> SOURCE PASSAGE
───
In our game, the dramatic moment is instantiating tangible objects by drawing.
However, drawing is a highly dependent behavior without certain fix convention. As long as the result of the interaction does not match the expectation of the interactions, frustrated could they be easily.
To constrain the expectation and results, our team decided to use visual cue (semi-transparent 3D symbol floating in the virtual space) to guide interactors. They need to find the cue, make sure what they drawn overlapped with the cues, then trigger the instantiation of an in-game objects and push the story.
We observed our testers' behavior, collect user feedbacks and conduct quantative/qualitative study on how to better design visual cues to constrain/motivate our interactors' behavior, which is the design challenge we identified for this project.
───
Stored items from a collection
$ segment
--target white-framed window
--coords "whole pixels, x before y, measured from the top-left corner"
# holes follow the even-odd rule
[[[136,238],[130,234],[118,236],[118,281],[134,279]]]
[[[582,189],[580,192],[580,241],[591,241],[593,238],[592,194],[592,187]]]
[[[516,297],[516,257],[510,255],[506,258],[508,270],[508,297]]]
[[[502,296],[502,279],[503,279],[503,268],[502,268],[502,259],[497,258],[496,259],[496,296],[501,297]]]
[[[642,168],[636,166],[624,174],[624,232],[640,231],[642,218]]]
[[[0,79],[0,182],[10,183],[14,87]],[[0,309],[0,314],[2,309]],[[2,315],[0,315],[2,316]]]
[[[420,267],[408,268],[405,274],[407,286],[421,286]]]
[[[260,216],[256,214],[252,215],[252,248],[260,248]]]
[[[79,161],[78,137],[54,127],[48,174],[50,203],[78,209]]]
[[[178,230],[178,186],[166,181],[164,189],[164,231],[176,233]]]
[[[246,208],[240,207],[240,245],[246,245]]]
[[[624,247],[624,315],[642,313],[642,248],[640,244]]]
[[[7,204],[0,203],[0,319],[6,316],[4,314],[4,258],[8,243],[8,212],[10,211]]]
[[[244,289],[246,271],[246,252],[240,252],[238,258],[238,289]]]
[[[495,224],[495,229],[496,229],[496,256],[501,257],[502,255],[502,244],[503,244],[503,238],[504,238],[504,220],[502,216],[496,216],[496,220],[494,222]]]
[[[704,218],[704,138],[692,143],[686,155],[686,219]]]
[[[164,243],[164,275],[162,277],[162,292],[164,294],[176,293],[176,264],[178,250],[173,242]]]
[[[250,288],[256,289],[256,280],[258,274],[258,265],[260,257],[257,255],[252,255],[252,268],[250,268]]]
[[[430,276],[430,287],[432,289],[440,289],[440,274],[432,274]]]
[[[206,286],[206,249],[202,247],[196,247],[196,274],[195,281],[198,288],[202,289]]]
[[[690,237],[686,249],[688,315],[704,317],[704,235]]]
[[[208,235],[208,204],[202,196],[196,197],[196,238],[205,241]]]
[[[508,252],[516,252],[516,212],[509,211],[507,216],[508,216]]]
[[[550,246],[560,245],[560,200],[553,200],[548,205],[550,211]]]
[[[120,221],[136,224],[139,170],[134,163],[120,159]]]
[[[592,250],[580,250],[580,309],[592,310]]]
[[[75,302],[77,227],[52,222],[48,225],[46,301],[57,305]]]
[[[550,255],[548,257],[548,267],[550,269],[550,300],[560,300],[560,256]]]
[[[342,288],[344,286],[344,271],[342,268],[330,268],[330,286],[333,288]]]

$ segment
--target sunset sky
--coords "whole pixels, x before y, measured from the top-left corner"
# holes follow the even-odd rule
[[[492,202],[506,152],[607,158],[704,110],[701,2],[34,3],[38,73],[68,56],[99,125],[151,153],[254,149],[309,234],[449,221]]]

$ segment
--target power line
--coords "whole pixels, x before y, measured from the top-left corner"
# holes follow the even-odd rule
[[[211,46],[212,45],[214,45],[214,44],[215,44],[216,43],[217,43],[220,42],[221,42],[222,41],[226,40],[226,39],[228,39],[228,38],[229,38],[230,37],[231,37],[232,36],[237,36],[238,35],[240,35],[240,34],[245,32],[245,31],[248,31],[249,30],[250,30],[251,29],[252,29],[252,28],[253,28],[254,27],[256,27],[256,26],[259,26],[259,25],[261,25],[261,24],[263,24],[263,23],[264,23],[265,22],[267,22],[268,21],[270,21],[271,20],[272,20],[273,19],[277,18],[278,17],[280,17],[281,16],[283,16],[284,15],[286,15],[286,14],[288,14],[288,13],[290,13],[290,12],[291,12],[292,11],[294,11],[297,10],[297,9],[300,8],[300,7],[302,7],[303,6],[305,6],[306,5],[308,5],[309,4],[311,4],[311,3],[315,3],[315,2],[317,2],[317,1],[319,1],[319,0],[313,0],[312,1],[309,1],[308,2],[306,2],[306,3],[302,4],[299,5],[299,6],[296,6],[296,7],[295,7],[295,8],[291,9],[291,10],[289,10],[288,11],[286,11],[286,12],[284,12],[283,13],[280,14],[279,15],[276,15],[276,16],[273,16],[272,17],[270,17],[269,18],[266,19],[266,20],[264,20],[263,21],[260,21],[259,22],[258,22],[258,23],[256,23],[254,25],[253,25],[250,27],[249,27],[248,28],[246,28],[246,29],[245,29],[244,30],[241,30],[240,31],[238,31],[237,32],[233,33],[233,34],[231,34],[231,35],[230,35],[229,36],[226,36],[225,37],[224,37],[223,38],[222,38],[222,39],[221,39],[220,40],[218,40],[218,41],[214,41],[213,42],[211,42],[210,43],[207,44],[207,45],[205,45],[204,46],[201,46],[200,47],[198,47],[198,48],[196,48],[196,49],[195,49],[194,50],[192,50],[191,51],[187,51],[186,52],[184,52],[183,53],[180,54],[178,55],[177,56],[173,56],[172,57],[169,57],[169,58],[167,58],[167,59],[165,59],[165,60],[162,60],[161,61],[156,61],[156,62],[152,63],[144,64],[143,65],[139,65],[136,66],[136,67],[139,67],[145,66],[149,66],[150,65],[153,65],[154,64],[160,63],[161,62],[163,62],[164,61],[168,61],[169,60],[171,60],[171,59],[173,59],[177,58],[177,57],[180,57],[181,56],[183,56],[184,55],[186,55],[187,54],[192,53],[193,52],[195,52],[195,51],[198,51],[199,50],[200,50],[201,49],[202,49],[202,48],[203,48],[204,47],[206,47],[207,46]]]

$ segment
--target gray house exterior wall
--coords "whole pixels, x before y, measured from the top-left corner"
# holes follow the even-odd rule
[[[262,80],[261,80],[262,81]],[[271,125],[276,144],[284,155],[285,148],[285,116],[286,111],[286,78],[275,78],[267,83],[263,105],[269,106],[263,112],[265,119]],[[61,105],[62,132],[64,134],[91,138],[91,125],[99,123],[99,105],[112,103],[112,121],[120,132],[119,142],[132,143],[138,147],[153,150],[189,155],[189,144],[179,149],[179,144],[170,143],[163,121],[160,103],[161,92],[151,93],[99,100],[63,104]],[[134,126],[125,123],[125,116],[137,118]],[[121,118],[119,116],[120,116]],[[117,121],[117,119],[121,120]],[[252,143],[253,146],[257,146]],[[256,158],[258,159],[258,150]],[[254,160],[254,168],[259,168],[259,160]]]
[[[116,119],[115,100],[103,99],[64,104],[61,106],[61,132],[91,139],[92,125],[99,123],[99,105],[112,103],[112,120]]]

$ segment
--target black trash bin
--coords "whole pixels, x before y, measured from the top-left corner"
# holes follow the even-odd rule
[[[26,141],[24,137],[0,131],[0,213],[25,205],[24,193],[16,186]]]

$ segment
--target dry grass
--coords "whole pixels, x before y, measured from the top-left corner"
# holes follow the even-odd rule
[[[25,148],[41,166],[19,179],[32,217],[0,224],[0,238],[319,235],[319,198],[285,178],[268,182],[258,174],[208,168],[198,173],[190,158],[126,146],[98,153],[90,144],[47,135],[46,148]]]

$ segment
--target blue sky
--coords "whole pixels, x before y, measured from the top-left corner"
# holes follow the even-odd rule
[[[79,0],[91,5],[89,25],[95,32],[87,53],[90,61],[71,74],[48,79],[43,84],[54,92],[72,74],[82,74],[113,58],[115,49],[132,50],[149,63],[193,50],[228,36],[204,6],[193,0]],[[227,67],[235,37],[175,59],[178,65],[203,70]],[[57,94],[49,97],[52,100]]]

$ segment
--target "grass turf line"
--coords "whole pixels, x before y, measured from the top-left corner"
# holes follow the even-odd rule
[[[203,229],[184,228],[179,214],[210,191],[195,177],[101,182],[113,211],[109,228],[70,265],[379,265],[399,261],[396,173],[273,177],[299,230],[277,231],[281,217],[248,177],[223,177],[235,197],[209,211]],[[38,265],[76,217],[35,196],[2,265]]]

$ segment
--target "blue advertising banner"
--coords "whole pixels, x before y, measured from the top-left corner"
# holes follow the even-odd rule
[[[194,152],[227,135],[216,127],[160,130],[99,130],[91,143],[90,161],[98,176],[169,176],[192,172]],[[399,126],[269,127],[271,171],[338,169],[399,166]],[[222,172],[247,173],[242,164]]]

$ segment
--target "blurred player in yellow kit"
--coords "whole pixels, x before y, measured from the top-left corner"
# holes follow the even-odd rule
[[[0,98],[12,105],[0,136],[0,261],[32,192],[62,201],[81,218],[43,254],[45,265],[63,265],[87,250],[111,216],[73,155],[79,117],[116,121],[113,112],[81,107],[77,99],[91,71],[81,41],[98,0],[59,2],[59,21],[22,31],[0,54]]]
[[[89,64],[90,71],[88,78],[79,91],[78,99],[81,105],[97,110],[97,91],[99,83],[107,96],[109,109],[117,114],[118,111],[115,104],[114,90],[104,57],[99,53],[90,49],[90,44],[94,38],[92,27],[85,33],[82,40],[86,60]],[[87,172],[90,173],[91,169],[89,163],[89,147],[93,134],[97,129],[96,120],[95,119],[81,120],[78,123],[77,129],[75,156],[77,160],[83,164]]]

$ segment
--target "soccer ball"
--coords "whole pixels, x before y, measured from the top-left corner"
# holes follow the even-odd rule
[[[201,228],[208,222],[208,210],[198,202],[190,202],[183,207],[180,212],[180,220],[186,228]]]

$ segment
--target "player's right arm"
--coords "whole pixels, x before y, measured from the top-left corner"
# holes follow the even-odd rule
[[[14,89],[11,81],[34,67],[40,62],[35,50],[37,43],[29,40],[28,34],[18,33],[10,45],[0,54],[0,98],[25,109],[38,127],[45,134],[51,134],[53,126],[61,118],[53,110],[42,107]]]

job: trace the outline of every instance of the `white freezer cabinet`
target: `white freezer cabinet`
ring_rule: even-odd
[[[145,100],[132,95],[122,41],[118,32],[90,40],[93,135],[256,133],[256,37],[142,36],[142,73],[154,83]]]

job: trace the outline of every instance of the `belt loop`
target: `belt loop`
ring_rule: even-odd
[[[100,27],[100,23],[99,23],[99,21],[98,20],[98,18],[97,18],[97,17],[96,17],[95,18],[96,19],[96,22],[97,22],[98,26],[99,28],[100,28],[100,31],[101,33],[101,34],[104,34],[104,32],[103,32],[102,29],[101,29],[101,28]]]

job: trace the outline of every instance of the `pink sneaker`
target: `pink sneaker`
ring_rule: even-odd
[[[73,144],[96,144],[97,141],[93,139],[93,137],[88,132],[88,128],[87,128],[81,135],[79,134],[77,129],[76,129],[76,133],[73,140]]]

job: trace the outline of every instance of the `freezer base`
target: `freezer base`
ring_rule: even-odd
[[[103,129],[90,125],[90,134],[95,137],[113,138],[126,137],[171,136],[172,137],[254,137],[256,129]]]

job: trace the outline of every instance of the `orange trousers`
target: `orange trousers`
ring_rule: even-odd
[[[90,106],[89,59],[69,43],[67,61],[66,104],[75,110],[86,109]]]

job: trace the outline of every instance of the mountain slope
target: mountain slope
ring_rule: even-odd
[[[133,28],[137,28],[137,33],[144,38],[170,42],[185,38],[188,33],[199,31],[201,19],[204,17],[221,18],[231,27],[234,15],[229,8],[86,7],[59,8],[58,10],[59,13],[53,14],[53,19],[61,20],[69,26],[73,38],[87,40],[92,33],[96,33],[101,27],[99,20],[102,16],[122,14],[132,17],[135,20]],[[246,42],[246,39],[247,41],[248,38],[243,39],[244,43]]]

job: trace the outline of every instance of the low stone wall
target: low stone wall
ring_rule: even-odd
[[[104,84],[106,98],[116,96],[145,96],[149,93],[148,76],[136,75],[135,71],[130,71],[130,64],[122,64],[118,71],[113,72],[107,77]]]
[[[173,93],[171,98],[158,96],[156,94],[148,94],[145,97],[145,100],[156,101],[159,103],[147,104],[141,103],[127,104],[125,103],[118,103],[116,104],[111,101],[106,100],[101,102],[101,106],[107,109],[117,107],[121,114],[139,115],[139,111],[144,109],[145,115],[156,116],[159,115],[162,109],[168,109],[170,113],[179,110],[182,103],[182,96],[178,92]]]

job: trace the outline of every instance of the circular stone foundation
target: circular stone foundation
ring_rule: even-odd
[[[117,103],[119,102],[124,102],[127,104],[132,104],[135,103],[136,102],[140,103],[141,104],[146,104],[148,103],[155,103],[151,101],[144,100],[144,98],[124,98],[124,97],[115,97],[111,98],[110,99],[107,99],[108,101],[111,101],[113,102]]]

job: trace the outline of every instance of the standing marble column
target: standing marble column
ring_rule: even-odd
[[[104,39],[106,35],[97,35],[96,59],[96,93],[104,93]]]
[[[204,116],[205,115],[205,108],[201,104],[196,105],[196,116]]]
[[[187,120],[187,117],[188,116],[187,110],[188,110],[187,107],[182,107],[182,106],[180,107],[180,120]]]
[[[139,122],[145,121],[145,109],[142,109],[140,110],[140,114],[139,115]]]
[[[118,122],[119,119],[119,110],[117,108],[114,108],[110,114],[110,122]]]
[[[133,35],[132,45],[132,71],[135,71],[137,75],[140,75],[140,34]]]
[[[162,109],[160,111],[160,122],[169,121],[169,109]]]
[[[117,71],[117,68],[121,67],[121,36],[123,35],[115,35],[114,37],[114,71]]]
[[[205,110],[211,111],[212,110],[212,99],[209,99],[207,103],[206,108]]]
───
> PROBLEM A
Please output the part of the passage on the drawing game starting at "However, drawing is" and ending at "they be easily.".
> PROBLEM B
Write the next part of the passage on the drawing game, picking up after its final sentence.

> RIGHT ANSWER A
However, drawing is a highly dependent behavior without certain fix convention. As long as the result of the interaction does not match the expectation of the interactions, frustrated could they be easily.

> RIGHT ANSWER B
Challenge:
The biggest challenge we have is how to use the magic brush as a convention of interaction that constrains gestures, while motivating interactors with the unique power VR brings that is beyond ordinary experience. Currently our solution is to guide the interactors with visual cues, which are white outlines floats in the game environment that encourage interactors to paint on top of it. By doing this, interactors will be able to trigger events and proceed further in the game. During user testing, while some interactors are able to understand and follow the visual cues, many of them still need additional instructions on what to do next. This is because there is no convention for how to guide interactors' behavior in VR environment yet, our solution is somehow effective, but obviously not perfect. If time permits, our next step is to further explore what would be a better way to visually or auditorily guide interactor’s behavior in a VR narrative.